# What needs to be done
Note every line in the entries that contains the string "white", and copy it.

# Input data
------------

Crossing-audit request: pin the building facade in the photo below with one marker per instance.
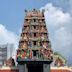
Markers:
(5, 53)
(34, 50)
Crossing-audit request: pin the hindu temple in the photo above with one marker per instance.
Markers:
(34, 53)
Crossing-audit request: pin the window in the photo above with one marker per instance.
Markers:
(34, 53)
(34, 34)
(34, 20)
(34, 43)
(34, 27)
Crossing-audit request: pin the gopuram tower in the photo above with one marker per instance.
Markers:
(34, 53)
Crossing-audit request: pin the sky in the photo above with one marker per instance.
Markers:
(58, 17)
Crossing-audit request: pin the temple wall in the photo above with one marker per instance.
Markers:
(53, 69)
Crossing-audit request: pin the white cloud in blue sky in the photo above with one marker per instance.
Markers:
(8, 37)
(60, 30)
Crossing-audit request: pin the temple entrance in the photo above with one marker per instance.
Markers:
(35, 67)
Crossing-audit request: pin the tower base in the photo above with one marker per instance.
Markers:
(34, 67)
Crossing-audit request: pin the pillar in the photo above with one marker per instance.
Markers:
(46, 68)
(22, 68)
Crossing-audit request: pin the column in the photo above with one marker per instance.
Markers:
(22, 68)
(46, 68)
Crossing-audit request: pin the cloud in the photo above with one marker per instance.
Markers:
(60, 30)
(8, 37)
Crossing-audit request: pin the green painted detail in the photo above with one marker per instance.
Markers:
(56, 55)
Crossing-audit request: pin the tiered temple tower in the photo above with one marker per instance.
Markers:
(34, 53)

------------

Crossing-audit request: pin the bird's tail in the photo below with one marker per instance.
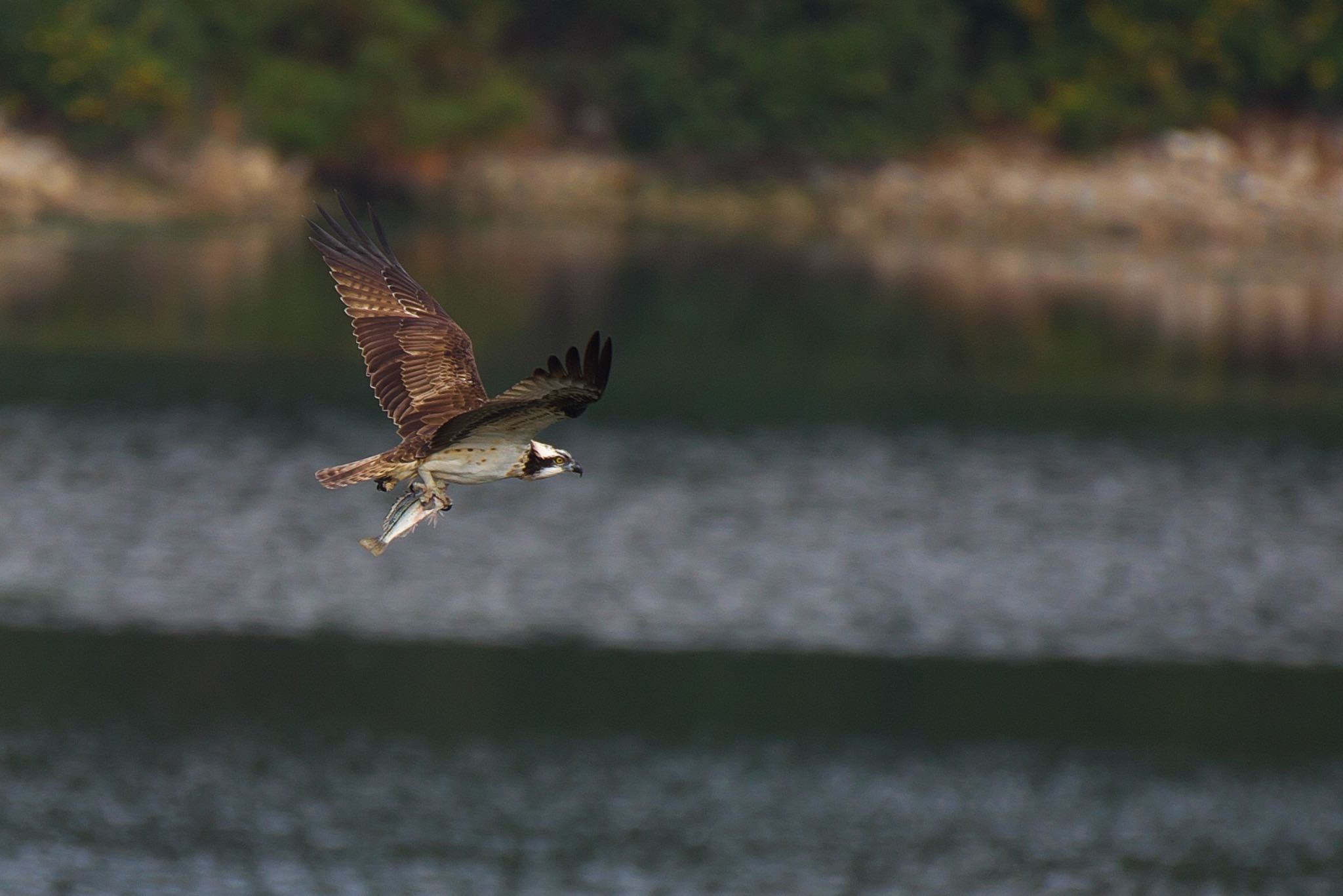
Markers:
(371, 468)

------------

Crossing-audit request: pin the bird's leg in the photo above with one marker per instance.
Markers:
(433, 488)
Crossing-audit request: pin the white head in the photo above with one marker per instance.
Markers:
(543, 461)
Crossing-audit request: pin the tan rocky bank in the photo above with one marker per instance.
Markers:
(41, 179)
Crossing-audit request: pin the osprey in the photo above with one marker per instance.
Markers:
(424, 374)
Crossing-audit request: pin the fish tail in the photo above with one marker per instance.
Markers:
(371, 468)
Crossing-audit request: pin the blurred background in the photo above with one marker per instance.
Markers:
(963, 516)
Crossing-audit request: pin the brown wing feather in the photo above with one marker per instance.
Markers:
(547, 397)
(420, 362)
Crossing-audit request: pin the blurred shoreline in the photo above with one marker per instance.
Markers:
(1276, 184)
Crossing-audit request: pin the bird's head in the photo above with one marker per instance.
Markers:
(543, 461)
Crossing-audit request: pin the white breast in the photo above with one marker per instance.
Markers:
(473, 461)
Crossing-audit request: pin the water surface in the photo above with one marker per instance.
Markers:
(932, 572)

------------

# Output for this task
Crossing-audit request: pin the white cloud in blue sky in the photo above with one marker per instance.
Crossing-audit request: pin the white head in the photo above with one marker per instance.
Crossing-audit request: pin the white breast in the photo above with one marker per instance.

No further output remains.